> **The exercise**
List every line of the records below that contains the string "position", copying each line in full. Matching is case-sensitive.

> **Task material**
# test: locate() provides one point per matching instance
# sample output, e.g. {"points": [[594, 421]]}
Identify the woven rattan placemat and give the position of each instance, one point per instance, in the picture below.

==

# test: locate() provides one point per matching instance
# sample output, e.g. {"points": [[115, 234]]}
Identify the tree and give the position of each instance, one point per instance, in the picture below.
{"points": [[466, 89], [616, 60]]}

> **Solution below**
Identify the woven rattan placemat and give the position of each instance, one point per instance, in the picture below.
Identify the tree and give the position of each instance, one point per instance, in the picture below.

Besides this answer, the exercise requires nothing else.